### Data shown
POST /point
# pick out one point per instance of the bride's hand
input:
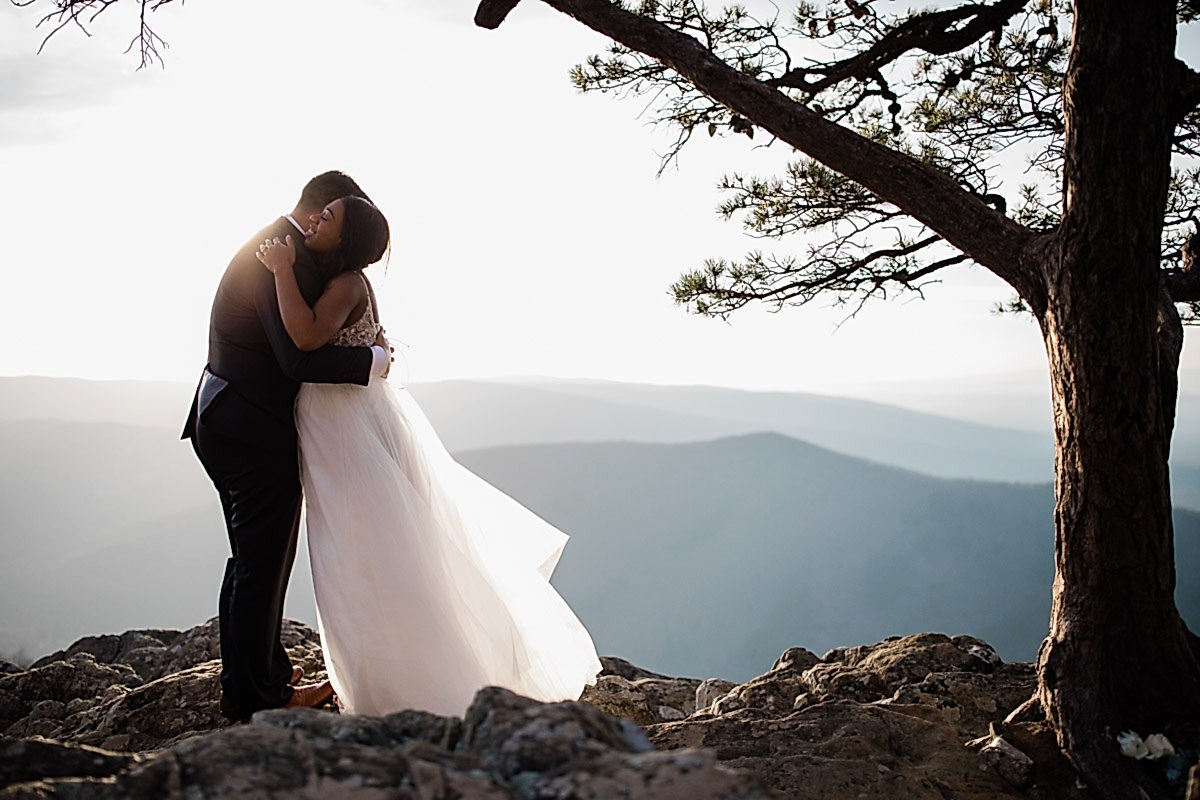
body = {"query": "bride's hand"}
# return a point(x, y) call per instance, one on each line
point(277, 254)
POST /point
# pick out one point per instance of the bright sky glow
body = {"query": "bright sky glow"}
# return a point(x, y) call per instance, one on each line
point(531, 234)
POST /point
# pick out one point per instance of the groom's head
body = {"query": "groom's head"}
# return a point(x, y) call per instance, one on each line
point(323, 190)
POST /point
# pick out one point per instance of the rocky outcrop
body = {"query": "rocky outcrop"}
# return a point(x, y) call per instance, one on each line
point(135, 716)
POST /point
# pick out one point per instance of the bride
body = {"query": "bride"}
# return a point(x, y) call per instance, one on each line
point(430, 583)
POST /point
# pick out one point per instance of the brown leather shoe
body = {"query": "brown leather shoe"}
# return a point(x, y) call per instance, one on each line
point(311, 696)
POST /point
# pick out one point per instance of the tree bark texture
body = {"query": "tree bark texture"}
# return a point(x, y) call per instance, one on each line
point(1117, 655)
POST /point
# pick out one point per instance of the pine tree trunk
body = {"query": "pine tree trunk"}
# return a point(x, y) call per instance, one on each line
point(1119, 655)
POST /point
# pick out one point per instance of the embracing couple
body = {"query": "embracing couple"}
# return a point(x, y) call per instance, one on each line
point(430, 583)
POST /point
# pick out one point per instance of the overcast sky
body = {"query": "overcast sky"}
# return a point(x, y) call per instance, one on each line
point(531, 234)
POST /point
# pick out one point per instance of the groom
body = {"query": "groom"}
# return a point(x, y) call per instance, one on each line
point(243, 428)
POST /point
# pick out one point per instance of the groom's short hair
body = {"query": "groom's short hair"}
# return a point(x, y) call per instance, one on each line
point(327, 187)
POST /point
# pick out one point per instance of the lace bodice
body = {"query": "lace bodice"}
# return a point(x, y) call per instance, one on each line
point(360, 332)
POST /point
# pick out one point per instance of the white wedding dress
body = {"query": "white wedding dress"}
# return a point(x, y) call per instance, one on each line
point(430, 583)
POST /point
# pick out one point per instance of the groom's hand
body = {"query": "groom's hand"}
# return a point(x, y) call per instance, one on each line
point(277, 254)
point(382, 341)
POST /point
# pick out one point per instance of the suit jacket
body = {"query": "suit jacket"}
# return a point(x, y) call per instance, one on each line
point(249, 389)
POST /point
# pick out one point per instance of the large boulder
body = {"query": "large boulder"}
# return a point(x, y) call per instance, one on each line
point(507, 747)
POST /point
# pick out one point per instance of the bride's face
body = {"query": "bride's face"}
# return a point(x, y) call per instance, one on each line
point(325, 229)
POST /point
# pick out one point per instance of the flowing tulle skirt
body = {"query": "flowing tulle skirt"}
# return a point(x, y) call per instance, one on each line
point(430, 583)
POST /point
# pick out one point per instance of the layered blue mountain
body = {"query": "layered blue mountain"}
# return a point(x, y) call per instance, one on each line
point(707, 534)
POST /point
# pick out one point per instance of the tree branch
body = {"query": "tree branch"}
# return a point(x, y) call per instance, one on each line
point(931, 32)
point(491, 13)
point(928, 194)
point(1187, 83)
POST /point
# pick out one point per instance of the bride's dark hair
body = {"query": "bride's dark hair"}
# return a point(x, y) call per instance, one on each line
point(365, 236)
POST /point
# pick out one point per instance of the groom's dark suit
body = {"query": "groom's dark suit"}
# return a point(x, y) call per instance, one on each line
point(243, 427)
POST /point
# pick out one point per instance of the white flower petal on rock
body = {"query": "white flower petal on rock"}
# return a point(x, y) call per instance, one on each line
point(1132, 745)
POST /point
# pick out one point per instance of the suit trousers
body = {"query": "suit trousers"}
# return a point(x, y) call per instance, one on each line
point(261, 495)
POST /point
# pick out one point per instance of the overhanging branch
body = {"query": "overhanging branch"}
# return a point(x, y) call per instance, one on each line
point(925, 193)
point(935, 32)
point(491, 13)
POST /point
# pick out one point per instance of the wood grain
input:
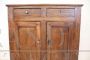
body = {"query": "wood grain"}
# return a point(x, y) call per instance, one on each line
point(44, 31)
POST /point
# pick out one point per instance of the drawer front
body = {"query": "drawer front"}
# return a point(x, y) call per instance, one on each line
point(60, 12)
point(36, 12)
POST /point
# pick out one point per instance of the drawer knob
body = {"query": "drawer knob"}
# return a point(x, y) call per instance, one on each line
point(26, 12)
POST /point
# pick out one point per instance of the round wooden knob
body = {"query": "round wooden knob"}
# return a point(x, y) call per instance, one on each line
point(26, 12)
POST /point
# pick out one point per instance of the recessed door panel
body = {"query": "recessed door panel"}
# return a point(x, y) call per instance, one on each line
point(57, 40)
point(29, 40)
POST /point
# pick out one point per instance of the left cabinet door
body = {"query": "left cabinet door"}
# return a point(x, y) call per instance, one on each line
point(27, 41)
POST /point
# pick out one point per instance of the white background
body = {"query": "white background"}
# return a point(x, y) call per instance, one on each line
point(85, 25)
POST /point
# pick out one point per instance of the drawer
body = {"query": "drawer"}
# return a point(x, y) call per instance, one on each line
point(36, 12)
point(60, 12)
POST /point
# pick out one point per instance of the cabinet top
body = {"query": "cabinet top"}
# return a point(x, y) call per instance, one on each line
point(44, 5)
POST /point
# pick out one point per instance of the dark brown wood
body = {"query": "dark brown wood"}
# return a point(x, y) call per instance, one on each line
point(44, 31)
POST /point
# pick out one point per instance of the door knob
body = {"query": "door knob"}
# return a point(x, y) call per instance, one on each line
point(49, 43)
point(26, 12)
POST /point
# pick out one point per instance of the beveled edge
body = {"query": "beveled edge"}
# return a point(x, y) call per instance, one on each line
point(44, 5)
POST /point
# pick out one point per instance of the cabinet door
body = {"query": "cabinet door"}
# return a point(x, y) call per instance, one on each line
point(57, 40)
point(29, 40)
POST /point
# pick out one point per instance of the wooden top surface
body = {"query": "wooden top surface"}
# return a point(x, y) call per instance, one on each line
point(44, 5)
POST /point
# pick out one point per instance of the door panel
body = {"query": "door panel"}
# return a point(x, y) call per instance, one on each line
point(29, 40)
point(57, 40)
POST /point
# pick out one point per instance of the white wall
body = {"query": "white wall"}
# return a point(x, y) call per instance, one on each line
point(85, 25)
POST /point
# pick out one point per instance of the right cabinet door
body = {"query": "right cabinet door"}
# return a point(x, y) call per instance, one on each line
point(59, 35)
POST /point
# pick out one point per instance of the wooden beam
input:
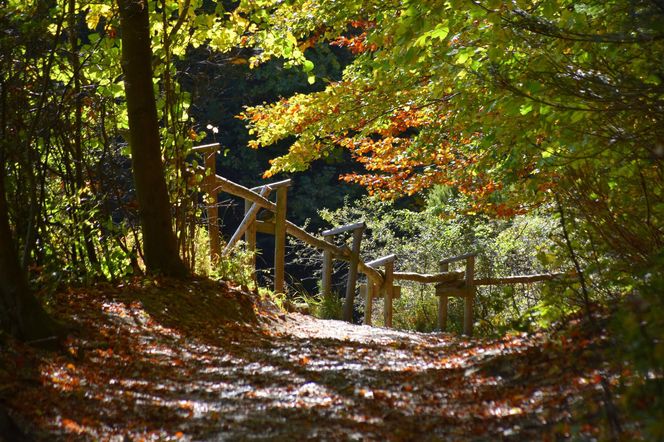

### Exercise aim
The required answer is the material repeated exactly, with no images in it.

### Exercise result
POST /point
# pick out one point per instance of the bride's hand
input:
body = {"query": "bride's hand"}
# return a point(x, y) call per instance, one on each line
point(277, 254)
POST /point
# pick out one point per instance of the bright sky glow
body = {"query": "bright sky glow"}
# return a point(x, y) call per instance, one on each line
point(531, 234)
POST /point
# pick out one point per instance of the groom's head
body = {"query": "groom's head"}
# return a point(x, y) call per instance, one on each line
point(323, 190)
POST /point
# pick out one point per instance of the rocky outcrop
body = {"query": "rocky outcrop"}
# return a point(x, y) call per instance, one on each line
point(135, 716)
POST /point
# pick out one point per instance of the bride
body = {"query": "bride"}
# return a point(x, y) call per instance, one on each line
point(430, 583)
POST /point
# pick out one point per instance of the brown leather shoe
body = {"query": "brown leather shoe"}
# return a point(x, y) call per instance, one on each line
point(311, 696)
POST /point
# pick out one point per instance of the tree bark texture
body = {"query": "tree bark texture"}
# return a point(x, y) call per instance, one on each line
point(1117, 655)
POST /point
# pick out one point per instance of the pine tree trunk
body = {"query": "pine tree trunk"}
# return a point(x, y) call per instance, one on each line
point(1119, 655)
POST /point
# pick out one point per instance of the embracing couple
body = {"query": "embracing couple"}
# return a point(x, y) call per instance, one on each line
point(430, 583)
POST /point
# pick out one point per instance of the overcast sky
body = {"query": "overcast sky"}
# return a point(x, y) call per instance, one on each line
point(531, 234)
POST /point
# pick out one point per instance of the groom
body = {"query": "groom"}
# return a point(x, y) call per instance, one on each line
point(243, 428)
POST /point
# pick out one point per instance of the groom's short hair
body = {"query": "groom's short hair"}
# return a point(x, y) call per instance, one on each line
point(327, 187)
POST /point
# pick out one point per instance of the lace bodice
body = {"query": "lace bodice"}
# return a point(x, y) call per instance, one on each line
point(360, 332)
POST /point
# pick out one point per instance of the white wedding dress
body = {"query": "white wedding dress"}
# return a point(x, y) call per instance, one on each line
point(430, 583)
POST /point
# pick out one point per instance of the groom's hand
body = {"query": "groom's hand"}
# return a point(x, y) call per instance, one on each line
point(277, 254)
point(382, 341)
POST /point
# pick out one point per instance of the suit jacket
body = {"query": "suit jacket"}
# return a point(x, y) call per instance, one on each line
point(249, 389)
POST /point
# pick out one point per instance of the large boulder
body = {"query": "large boulder"}
# return a point(x, y) call per instance, one on each line
point(507, 747)
POST /point
# pick out one point per instance of the bride's face
body = {"query": "bride's face"}
# return a point(x, y) call per instance, one on each line
point(325, 229)
POST /point
# pick out one point per instance of the flowing tulle skirt
body = {"query": "flowing tulle skirt"}
# return a point(x, y) call per instance, one on each line
point(430, 583)
POST /point
# pick out one point per instance of the layered blue mountain
body = {"query": "layered blue mountain"}
# return a point(x, y) call per instance, one on each line
point(707, 534)
POST /point
# pick out one point per instance of the tree branch
body = {"query": "tree branch"}
# return a point(x, y) call per instance, one on each line
point(931, 32)
point(491, 13)
point(928, 194)
point(1187, 83)
POST /point
# pick out one point per instance of the bride's dark hair
body = {"query": "bride's dark hair"}
# return a point(x, y) call per instance, one on each line
point(365, 236)
POST /point
# pick out one point per instance of the groom's dark suit
body = {"query": "groom's dark suit"}
# return a point(x, y) call per instance, one on each line
point(243, 427)
POST /point
# pick out one point per instance of the white flower petal on rock
body = {"query": "white flower petal on rock"}
# return a point(x, y) call per instance, one on each line
point(1132, 745)
POST /point
# pick out one point per instance of the suit trousers
body = {"query": "suit trousers"}
# return a point(x, y) call per instance, one on each line
point(261, 495)
POST /point
# pick out one point per instance of the overhanging branch
body = {"query": "overhanging branch"}
# return a point(x, y) call per instance, one on each line
point(925, 193)
point(935, 32)
point(491, 13)
POST /point
# pick out one point per instance of the wood grain
input:
body = {"query": "wood grain"}
# return a point(x, y) call per instance, one on each line
point(44, 31)
POST /point
# pick out one point per instance of the drawer front
body = {"query": "drawer front"}
# return a point(x, y) call per instance, one on each line
point(60, 12)
point(36, 12)
POST /point
# pick out one point per instance of the drawer knob
body = {"query": "drawer knob"}
# return a point(x, y) call per instance, one on each line
point(26, 12)
POST /point
# pick out one point per instance of the round wooden knob
body = {"query": "round wooden knob"}
# return a point(x, y) call per instance, one on each line
point(26, 12)
POST /point
# pick out one point per instance of the recessed door panel
body = {"query": "recessed door panel"}
# return a point(x, y) call per instance, one on each line
point(57, 40)
point(29, 40)
POST /point
# pick out one point per instance of the left cabinet door
body = {"query": "left cabinet door"}
# return a point(x, y) call per instance, one on each line
point(27, 41)
POST /point
# pick out one point per instance of the white background
body = {"query": "white background"}
# return a point(x, y) call per instance, one on each line
point(85, 25)
POST /point
# pick out one point per instance of the drawer
body = {"query": "drawer"}
# return a point(x, y) call per instance, one on each line
point(36, 12)
point(60, 12)
POST /point
# pick out one point per instance of the cabinet top
body = {"query": "cabinet top"}
# return a point(x, y) call per instance, one on each line
point(44, 5)
POST /point
# pick out one point per instance of the dark brown wood
body = {"query": "dark brown wood"}
# return a point(x, y) call per instance, one on each line
point(44, 31)
POST /point
# pick out one point per instance of the door knob
body = {"query": "door knob"}
# return a point(x, y) call per instance, one on each line
point(49, 43)
point(26, 12)
POST /point
# pick out one point per instance of the beveled edge
body = {"query": "beveled edge"}
# return a point(x, y) call per instance, one on each line
point(44, 5)
POST /point
# pick out one point per instance of the cabinet door
body = {"query": "cabinet door"}
# return a point(x, y) call per instance, one on each line
point(57, 40)
point(29, 40)
POST /point
# pick out one point per instance of the wooden top surface
body = {"query": "wooden top surface"}
# return a point(x, y) call per instance, one on each line
point(44, 5)
POST /point
# pick out one point per instance of the door panel
body = {"query": "door panel"}
# return a point(x, y) call per instance, one on each line
point(29, 40)
point(57, 40)
POST /point
# pick out one point per instance of the white wall
body = {"query": "white wall"}
# return a point(x, y) call per instance, one on each line
point(85, 25)
POST /point
# pick out one point per instance of the right cabinet door
body = {"query": "right cabinet door"}
# return a point(x, y) call per instance, one on each line
point(59, 35)
POST /point
# pick out one point per instance of the wooden beam
input:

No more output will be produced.